## EXERCISE REQUIREMENTS
Answer these questions from the article on India's UK flight restrictions.
1. Until what date have the restrictions been extended?
2. What prompted the government to suspend flights from the UK?
3. Which two British carriers are operating flights between the two countries?

Updated: January 30, 2021 10:53:54 am
India has extended the restrictions on flights to and from the United Kingdom till February 14, allowing airlines to operate only 30 weekly flights between the two countries. Earlier, the restrictions, which were imposed since January 8, were in place till January 23.
Why did the government impose restrictions on UK flights?
Last month, the Indian government decided to suspend all flights from the UK — and these were partially resumed January 8 onward. This was done in light of a mutated strain of the novel coronavirus, which originated in the UK and spread to over two dozen countries at the time, including in India. Now, after assessing the situation pertaining to this Covid-19 variant, the government has decided to further extend the restrictions on the number of flights from the UK till February 14.
Currently, Indian airlines Air India and Vistara, in addition to British Airways and Virgin Atlantic, are operating flights between the two countries. The two British carriers have been notified by the DGCA about the extension and have been asked to file their schedules under the existing India-UK air bubble with the regulator for approval.

## ENTRIES SHOWN
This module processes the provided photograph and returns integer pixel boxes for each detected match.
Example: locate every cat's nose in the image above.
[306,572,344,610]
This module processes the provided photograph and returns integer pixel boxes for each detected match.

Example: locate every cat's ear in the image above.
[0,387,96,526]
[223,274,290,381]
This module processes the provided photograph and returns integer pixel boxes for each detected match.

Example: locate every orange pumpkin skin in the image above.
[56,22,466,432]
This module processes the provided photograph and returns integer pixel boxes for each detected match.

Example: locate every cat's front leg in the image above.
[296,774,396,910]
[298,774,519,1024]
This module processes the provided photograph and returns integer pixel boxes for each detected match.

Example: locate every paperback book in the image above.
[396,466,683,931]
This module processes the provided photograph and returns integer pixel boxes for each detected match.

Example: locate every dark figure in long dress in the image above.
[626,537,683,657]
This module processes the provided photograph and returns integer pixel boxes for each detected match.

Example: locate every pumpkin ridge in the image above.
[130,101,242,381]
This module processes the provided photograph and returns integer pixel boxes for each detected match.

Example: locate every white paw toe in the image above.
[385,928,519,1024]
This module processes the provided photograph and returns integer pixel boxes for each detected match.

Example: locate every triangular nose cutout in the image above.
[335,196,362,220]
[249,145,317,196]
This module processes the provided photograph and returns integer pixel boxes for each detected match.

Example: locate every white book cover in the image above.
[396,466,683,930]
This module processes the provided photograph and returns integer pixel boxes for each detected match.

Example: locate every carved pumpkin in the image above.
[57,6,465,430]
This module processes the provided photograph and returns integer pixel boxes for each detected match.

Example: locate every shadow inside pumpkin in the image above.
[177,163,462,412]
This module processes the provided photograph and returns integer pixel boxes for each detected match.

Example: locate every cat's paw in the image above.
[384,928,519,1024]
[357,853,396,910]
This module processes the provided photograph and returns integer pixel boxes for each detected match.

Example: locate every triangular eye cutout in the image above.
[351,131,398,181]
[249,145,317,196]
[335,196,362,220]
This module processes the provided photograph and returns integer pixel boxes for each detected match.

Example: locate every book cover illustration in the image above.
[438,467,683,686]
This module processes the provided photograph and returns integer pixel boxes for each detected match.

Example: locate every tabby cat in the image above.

## ANSWER AREA
1. February 14.
2. A mutated strain of the novel coronavirus that originated in the UK.
3. British Airways and Virgin Atlantic.